Exercise directions> Reproduce every entry exactly as shown.

++++ Rows

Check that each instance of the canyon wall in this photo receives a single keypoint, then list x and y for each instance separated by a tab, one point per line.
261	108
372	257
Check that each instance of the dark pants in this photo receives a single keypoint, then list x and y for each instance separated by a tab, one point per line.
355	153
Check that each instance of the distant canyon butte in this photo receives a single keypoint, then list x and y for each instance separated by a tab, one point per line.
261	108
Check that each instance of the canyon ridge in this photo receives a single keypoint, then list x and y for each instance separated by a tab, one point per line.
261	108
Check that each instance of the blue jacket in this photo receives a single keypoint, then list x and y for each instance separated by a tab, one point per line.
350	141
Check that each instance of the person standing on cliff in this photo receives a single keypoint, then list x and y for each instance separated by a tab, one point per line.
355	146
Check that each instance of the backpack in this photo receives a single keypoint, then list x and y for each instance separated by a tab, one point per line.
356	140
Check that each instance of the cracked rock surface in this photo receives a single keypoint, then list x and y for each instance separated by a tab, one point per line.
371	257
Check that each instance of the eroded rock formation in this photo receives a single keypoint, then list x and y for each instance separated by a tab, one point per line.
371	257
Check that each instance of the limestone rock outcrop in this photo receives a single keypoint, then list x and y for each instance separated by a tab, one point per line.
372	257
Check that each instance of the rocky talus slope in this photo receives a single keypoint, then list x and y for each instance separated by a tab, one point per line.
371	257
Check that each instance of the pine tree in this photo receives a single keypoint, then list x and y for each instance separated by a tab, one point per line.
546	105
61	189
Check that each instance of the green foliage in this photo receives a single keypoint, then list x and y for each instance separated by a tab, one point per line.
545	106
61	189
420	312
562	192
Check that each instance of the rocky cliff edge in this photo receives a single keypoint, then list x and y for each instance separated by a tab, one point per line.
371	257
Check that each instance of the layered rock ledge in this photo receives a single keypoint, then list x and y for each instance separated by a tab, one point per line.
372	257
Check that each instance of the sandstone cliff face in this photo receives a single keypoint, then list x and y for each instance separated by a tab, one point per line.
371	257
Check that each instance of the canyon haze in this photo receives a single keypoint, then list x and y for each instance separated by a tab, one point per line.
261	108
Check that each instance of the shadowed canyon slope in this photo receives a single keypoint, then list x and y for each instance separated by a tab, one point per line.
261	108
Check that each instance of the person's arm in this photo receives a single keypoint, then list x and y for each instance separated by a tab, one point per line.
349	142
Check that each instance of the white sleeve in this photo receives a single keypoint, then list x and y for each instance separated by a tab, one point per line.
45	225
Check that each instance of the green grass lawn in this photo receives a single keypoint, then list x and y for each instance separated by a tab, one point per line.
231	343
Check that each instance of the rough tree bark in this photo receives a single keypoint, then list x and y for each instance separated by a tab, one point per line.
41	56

++++++++

Answer to this task>
Check that each instance of the canyon wall in this photo receives a single keypoint, then list x and y for each instance separated by a tab, one point per line.
261	108
372	257
Check that each instance of the dark pants in this photo receives a single keypoint, then list x and y for each instance separated by a tab, one point per line.
355	153
Check that each instance of the distant canyon butte in this photo receives a single keypoint, then list x and y for each instance separated by a tab, one point per line.
261	108
Check that each instance of the canyon ridge in this photo receives a single keypoint, then list x and y for each instance separated by a tab, one point per line.
261	108
Check that each instance of the blue jacket in this photo receives a single keypoint, then list x and y for each instance separated by a tab, one point per line.
350	141
Check that each instance of the person standing on cliff in this photo receives a single keypoint, then list x and y for each instance separated by a tab, one point per line.
355	146
Check that each instance of the backpack in this photo receives a single keypoint, then list x and y for each instance separated by a tab, one point per line.
356	140
Check that each instance of the cracked rock surface in this photo receives a single keypoint, then list x and y for each instance separated by a tab, one point per line.
371	257
Check that each instance of the eroded rock formation in this photo receives a single keypoint, then list x and y for each instance separated by a tab, one point per line.
371	257
Check that each instance of the limestone rock outcrop in this photo receives a single keypoint, then list x and y for each instance separated by a tab, one point per line.
372	257
Check that each instance of the rocky talus slope in this photo receives a single keypoint, then list x and y for each instance separated by a tab, one point per line.
371	257
Check that each instance of the pine tree in this photo receives a single keypoint, then list x and y for each instance separated by a tab, one point per line.
546	105
61	189
Check that each instance of the green foliage in this photo receives a single keypoint, then list x and y for each instance separated by a tab, one point per line.
545	106
61	189
420	312
562	192
Check that each instance of the rocky cliff edge in this photo receives a single keypoint, then list x and y for each instance separated by a tab, one point per line.
371	257
Check that each instance of the layered rock ledge in this photo receives a single keypoint, then list x and y for each instance separated by a tab, one point per line.
372	257
Check that each instance of the sandstone cliff face in this photo receives a single keypoint, then list x and y for each instance separated by a tab, one point per line.
371	257
Check that each instance of the canyon haze in this photo receives a single keypoint, then list x and y for each instance separated by a tab, one point per line.
261	108
Check that each instance of the shadowed canyon slope in this photo receives a single keypoint, then list x and y for each instance separated by a tab, one point per line.
261	108
Check that each instance of the person's arm in this photo receives a single keypoint, then list x and y for each instance separated by a tab, one point per line.
349	142
Check that each instance of the white sleeve in this photo receives a single keypoint, then list x and y for each instance separated by a tab, one point per line.
45	225
Check that each instance of the green grass lawn in this photo receives a single keypoint, then list x and y for each instance separated by a tab, one point per line.
231	343
Check that each instance of the rough tree bark in this photo receives a single keypoint, then list x and y for each instance separated by a tab, one point per line.
41	56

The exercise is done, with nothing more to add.